#### ASSIGNED TASK
Which lines run from the one containing "Pass this photo to locate to point out the railroad" to the end of the entries below? Reproduce them exactly, both ends included.

Content starts

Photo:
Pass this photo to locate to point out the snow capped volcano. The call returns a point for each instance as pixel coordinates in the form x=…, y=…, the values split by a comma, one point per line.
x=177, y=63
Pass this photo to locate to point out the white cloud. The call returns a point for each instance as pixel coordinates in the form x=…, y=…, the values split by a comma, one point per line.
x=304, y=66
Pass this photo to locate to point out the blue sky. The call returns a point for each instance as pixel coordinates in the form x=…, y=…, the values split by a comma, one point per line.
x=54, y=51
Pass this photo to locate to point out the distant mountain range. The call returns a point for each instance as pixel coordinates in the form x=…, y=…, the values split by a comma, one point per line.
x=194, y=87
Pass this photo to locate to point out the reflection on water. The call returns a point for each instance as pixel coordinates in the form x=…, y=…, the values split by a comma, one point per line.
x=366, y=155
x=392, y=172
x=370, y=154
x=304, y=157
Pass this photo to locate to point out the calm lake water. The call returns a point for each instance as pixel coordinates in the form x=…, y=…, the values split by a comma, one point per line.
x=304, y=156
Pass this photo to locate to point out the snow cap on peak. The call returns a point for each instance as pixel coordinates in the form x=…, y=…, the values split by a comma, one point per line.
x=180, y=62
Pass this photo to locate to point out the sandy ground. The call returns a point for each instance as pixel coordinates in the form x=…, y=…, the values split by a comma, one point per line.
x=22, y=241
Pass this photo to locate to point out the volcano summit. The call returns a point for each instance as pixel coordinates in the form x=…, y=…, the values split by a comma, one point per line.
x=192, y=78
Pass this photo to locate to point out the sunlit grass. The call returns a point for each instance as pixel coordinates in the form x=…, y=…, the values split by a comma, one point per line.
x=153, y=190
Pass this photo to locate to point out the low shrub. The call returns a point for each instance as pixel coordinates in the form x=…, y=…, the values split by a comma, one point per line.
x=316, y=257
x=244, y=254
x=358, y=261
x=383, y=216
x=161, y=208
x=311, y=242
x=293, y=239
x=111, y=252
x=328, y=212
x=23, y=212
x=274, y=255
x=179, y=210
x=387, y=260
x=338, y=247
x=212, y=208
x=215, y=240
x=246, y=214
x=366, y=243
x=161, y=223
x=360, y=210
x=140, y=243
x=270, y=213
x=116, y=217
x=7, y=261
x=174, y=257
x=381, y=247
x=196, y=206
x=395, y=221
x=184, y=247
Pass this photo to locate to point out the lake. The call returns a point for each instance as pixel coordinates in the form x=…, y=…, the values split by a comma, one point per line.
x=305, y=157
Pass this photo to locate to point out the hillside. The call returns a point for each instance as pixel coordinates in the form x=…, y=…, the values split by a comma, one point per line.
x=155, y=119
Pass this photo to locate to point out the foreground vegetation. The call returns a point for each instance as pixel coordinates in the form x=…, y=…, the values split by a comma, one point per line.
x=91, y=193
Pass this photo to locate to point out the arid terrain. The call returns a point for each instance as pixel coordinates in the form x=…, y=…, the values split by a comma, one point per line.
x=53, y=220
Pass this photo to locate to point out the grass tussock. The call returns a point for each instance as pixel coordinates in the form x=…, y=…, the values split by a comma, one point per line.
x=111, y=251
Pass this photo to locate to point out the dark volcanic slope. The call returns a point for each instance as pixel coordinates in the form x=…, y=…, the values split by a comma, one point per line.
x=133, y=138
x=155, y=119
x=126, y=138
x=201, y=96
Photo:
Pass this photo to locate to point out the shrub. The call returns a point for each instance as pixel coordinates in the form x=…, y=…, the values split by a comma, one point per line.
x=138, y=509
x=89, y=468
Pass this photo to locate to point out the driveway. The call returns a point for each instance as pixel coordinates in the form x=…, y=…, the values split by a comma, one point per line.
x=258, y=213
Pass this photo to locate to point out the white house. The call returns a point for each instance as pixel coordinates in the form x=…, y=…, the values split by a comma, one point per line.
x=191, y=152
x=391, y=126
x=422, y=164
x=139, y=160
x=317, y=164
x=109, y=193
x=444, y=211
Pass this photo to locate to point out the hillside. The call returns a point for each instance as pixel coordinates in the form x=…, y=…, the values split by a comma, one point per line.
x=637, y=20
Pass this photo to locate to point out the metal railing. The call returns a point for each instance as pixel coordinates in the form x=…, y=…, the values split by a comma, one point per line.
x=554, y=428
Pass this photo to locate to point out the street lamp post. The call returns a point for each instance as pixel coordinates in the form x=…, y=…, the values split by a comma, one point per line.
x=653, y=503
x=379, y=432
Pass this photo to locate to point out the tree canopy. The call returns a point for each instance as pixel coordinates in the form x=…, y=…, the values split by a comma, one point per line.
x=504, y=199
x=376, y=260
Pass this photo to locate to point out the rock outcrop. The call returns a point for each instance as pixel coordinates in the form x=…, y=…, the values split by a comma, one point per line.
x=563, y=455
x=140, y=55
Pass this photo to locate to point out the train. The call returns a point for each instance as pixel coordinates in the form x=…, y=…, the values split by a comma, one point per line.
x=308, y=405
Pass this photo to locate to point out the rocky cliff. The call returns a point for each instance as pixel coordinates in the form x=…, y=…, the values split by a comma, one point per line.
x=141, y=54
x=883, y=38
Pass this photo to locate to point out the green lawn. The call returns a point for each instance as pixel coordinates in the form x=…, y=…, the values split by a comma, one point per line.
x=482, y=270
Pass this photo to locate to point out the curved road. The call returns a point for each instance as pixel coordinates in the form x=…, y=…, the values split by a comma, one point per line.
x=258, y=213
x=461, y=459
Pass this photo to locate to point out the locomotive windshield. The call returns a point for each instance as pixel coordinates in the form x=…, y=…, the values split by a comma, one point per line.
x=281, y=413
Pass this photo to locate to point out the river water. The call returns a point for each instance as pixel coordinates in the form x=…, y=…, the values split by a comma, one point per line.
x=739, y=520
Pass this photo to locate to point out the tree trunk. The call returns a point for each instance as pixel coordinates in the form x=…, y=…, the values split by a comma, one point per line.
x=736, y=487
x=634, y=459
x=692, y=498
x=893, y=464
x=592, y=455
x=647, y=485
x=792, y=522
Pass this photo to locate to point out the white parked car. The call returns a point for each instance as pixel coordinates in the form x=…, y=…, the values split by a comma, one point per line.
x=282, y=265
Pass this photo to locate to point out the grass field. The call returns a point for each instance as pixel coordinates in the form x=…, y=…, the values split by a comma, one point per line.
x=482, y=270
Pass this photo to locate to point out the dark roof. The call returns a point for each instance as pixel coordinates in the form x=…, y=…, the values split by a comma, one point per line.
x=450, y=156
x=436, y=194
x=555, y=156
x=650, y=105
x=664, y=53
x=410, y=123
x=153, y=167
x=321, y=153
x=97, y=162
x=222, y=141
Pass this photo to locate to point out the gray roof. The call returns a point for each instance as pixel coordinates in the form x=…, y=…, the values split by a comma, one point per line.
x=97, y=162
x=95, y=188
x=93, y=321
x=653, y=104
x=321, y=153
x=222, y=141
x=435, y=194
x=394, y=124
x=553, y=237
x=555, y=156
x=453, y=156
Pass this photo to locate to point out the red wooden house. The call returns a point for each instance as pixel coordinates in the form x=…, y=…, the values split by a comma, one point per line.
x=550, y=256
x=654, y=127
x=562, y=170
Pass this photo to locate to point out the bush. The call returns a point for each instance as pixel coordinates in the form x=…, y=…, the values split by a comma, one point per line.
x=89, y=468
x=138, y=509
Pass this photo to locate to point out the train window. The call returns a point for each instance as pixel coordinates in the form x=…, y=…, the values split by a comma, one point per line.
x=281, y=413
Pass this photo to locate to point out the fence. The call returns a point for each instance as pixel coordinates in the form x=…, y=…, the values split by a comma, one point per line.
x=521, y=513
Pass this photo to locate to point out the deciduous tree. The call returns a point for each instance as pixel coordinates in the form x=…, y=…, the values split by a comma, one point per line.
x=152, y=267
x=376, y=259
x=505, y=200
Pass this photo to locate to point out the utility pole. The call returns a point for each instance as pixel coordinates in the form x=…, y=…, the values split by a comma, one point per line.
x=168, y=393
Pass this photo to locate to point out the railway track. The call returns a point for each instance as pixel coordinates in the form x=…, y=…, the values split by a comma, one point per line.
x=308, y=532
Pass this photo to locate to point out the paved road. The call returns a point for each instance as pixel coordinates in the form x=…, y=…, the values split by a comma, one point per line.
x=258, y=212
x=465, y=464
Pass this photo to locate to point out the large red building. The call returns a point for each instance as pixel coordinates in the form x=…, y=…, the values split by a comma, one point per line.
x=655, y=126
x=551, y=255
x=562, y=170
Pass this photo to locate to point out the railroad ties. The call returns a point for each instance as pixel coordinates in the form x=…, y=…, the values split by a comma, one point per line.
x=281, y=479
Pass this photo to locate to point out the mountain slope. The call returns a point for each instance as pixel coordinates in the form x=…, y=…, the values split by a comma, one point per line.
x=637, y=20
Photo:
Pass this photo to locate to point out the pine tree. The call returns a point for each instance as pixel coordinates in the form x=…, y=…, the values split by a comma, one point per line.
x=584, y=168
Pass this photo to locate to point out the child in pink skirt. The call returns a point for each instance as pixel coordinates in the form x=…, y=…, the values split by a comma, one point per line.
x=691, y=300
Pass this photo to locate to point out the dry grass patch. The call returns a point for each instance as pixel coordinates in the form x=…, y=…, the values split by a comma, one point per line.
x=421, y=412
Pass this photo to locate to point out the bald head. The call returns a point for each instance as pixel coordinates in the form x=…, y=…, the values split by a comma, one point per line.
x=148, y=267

Content ends

#### EXERCISE RESULT
Pass this photo to locate to point out the railroad ties. The call returns a point for each instance as pixel coordinates in the form x=…, y=…, the values split by a comma, one point per line.
x=281, y=479
Pass this photo to locate to point out the mountain slope. The call returns a point for each instance as pixel coordinates in the form x=…, y=…, the values split by a comma, one point per line.
x=637, y=20
Photo:
Pass this photo to locate to point out the pine tree. The call returns a point for each instance as pixel coordinates in the form x=…, y=…, the values split by a comma, one point per line.
x=584, y=168
Pass this photo to locate to point out the child in pink skirt. The call returns a point for each instance as pixel coordinates in the form x=…, y=…, the values split by a comma, one point per line.
x=691, y=300
Pass this photo to locate to point out the dry grass patch. The call returns a point for each instance as pixel coordinates in the form x=…, y=…, the values split by a comma, one point per line.
x=421, y=412
Pass this photo to locate to point out the bald head. The call returns a point for each instance as pixel coordinates in the form x=…, y=…, the values split by a comma, one point per line.
x=148, y=267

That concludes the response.